--- ROWS ---
┌──

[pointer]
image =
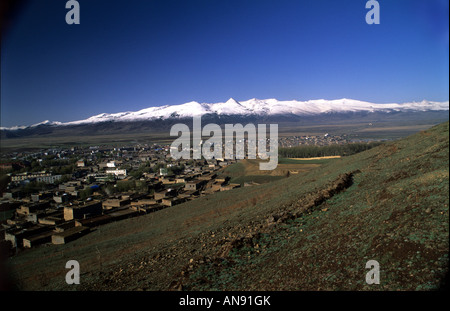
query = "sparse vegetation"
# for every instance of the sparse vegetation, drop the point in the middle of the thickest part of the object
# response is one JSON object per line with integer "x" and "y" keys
{"x": 295, "y": 233}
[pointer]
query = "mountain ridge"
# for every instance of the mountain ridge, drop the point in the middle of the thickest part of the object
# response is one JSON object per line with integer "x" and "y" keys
{"x": 251, "y": 108}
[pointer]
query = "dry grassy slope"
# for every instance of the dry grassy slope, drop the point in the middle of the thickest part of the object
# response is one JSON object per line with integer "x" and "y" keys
{"x": 305, "y": 232}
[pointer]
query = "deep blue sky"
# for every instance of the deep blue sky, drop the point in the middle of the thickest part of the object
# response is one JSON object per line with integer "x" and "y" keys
{"x": 129, "y": 55}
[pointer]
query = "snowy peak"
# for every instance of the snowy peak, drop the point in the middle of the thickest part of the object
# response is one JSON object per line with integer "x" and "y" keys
{"x": 255, "y": 107}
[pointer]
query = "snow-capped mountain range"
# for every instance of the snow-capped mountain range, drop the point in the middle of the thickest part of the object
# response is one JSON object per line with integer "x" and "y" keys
{"x": 252, "y": 107}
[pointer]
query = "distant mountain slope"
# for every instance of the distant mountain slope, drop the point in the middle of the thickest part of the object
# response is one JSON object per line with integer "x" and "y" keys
{"x": 312, "y": 231}
{"x": 253, "y": 107}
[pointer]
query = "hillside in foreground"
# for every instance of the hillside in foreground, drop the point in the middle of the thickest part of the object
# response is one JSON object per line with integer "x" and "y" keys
{"x": 311, "y": 231}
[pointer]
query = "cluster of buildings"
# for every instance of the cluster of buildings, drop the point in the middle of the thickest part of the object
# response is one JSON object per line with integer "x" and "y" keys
{"x": 58, "y": 214}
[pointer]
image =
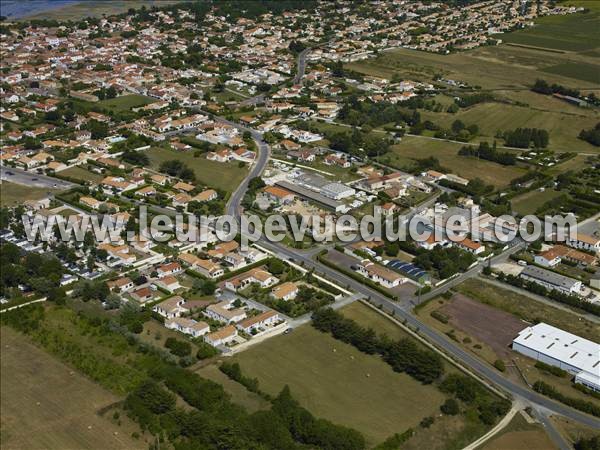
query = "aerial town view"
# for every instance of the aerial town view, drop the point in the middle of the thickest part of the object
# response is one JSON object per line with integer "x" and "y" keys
{"x": 300, "y": 224}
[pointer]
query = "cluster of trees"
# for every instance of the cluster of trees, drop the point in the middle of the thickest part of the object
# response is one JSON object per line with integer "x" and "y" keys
{"x": 525, "y": 137}
{"x": 215, "y": 422}
{"x": 234, "y": 372}
{"x": 472, "y": 393}
{"x": 592, "y": 135}
{"x": 542, "y": 87}
{"x": 39, "y": 273}
{"x": 402, "y": 355}
{"x": 357, "y": 113}
{"x": 582, "y": 405}
{"x": 489, "y": 153}
{"x": 446, "y": 260}
{"x": 176, "y": 168}
{"x": 561, "y": 297}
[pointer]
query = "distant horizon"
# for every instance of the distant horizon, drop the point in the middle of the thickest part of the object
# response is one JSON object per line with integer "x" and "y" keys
{"x": 19, "y": 9}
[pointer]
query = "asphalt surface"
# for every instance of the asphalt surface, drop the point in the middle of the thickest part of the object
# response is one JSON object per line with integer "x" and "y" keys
{"x": 20, "y": 176}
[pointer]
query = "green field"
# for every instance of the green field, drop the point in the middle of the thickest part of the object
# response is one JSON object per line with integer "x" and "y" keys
{"x": 414, "y": 147}
{"x": 493, "y": 117}
{"x": 335, "y": 381}
{"x": 12, "y": 194}
{"x": 45, "y": 404}
{"x": 97, "y": 8}
{"x": 529, "y": 202}
{"x": 519, "y": 434}
{"x": 79, "y": 173}
{"x": 495, "y": 67}
{"x": 125, "y": 102}
{"x": 572, "y": 32}
{"x": 226, "y": 176}
{"x": 239, "y": 394}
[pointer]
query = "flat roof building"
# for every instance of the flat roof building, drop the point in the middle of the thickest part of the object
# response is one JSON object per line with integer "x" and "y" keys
{"x": 551, "y": 280}
{"x": 551, "y": 345}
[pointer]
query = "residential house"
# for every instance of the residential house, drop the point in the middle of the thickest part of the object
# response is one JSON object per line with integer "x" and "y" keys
{"x": 225, "y": 312}
{"x": 252, "y": 325}
{"x": 285, "y": 291}
{"x": 171, "y": 307}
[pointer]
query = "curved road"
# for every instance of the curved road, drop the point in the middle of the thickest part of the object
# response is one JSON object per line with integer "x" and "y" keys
{"x": 403, "y": 312}
{"x": 20, "y": 176}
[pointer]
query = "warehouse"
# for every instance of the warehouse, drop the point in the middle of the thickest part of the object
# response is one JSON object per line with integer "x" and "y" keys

└──

--- SHORT EXERCISE ---
Print out the whole of the material word for word, without pictures.

--- RESULT OF THE EXERCISE ---
[pointer]
image =
query = "sparse vegetation"
# for every instance of the sparse vegetation, drop the point in the middle of the thickest part of the object
# response is one JSON object per line with integer "x" and "y" keys
{"x": 295, "y": 233}
[pointer]
query = "mountain ridge"
# for every instance of the mountain ridge, drop the point in the middle of the thickest part of the object
# response is one JSON object per line with integer "x" and "y" keys
{"x": 251, "y": 108}
[pointer]
query = "dry grassy slope"
# for every instance of the dry grassy slope, drop the point in the middle of the thickest part of the object
# response is one JSON object per line with integer "x" and "y" keys
{"x": 305, "y": 232}
[pointer]
query = "deep blue sky"
# for every instance of the deep blue sky, drop the point in the middle of the thickest part of the object
# response is one JSON object per line with integer "x" and "y" keys
{"x": 129, "y": 55}
[pointer]
query = "snowy peak"
# for every instance of the snowy peak, drop the point in the middle of the thickest part of the object
# response is one JSON object per line with integer "x" and "y" keys
{"x": 255, "y": 107}
[pointer]
query = "snow-capped mountain range"
# for every instance of the snow-capped mountain range, drop the point in the middle of the thickest part of the object
# response is one JSON object per line with integer "x" and "y" keys
{"x": 252, "y": 107}
[pointer]
query = "distant mountain slope"
# for every instance of the distant mountain slope, drop the point in the middle of the thickest part of the object
# response is one JSON object per line with integer "x" and "y" keys
{"x": 312, "y": 231}
{"x": 253, "y": 107}
[pointer]
query = "hillside in foreground"
# for every instance of the hillside in foreground, drop the point in the middle of the thickest part of the object
# response is one JSON object per line with integer "x" and "y" keys
{"x": 311, "y": 231}
[pointer]
query = "cluster of buildings"
# for every instance of the cluster of buildings, drop the point in the middle of the thickest part of the object
# response is one JSON object per line with integer "x" and "y" keys
{"x": 58, "y": 214}
[pointer]
image =
query = "aerial town view"
# for every instance of the aerial town view, drop the point in the middle of the thickest part of the object
# response is one JSON object per line with integer "x" and "y" keys
{"x": 300, "y": 224}
[pointer]
query = "cluster of trees"
# for every instance of the cluster of trees, drop the point in the middle of the thickest part of the object
# response is one JSON object per line with integer "x" and "y" keys
{"x": 525, "y": 137}
{"x": 215, "y": 422}
{"x": 234, "y": 372}
{"x": 472, "y": 393}
{"x": 592, "y": 135}
{"x": 542, "y": 87}
{"x": 39, "y": 273}
{"x": 402, "y": 355}
{"x": 357, "y": 113}
{"x": 582, "y": 405}
{"x": 489, "y": 153}
{"x": 446, "y": 260}
{"x": 176, "y": 168}
{"x": 561, "y": 297}
[pointer]
query = "distant horizon"
# for every instance of the distant horizon, drop the point in the middle of the thickest part of the object
# response is one JSON object per line with integer "x" and "y" keys
{"x": 19, "y": 9}
[pointer]
query = "asphalt surface"
# for every instance of the asphalt surface, drop the point in the middle of the thickest part of the object
# response is one JSON object per line with integer "x" and "y" keys
{"x": 20, "y": 176}
[pointer]
query = "green field"
# for every instance of the green field, drop the point in the middle of the thickest part of the object
# response is one JSON object per line with integer "x" and "y" keys
{"x": 414, "y": 147}
{"x": 493, "y": 117}
{"x": 335, "y": 381}
{"x": 12, "y": 194}
{"x": 45, "y": 404}
{"x": 97, "y": 8}
{"x": 529, "y": 202}
{"x": 519, "y": 434}
{"x": 79, "y": 173}
{"x": 495, "y": 67}
{"x": 125, "y": 102}
{"x": 572, "y": 32}
{"x": 226, "y": 176}
{"x": 239, "y": 394}
[pointer]
query = "flat roof building"
# for every instance of the flat roof building, drop the point in the middle of the thickest part of the object
# response is one JSON object per line with integer "x" and "y" keys
{"x": 551, "y": 280}
{"x": 551, "y": 345}
[pointer]
query = "residential house"
# for every instance of the residential house, drop the point in the middle of the thickest part of the object
# response is one JSON object per line with integer "x" and "y" keys
{"x": 225, "y": 312}
{"x": 252, "y": 325}
{"x": 285, "y": 291}
{"x": 171, "y": 307}
[pointer]
query = "curved road"
# for every instance of the curved road, drop the point in the middle of the thickest part of the object
# response is one JSON object per line with integer "x" and "y" keys
{"x": 403, "y": 312}
{"x": 20, "y": 176}
[pointer]
query = "warehouse"
# for every instance of the warehouse, drop the point in the middle of the thickest part of the object
# response is one JSON object per line with integer "x" and "y" keys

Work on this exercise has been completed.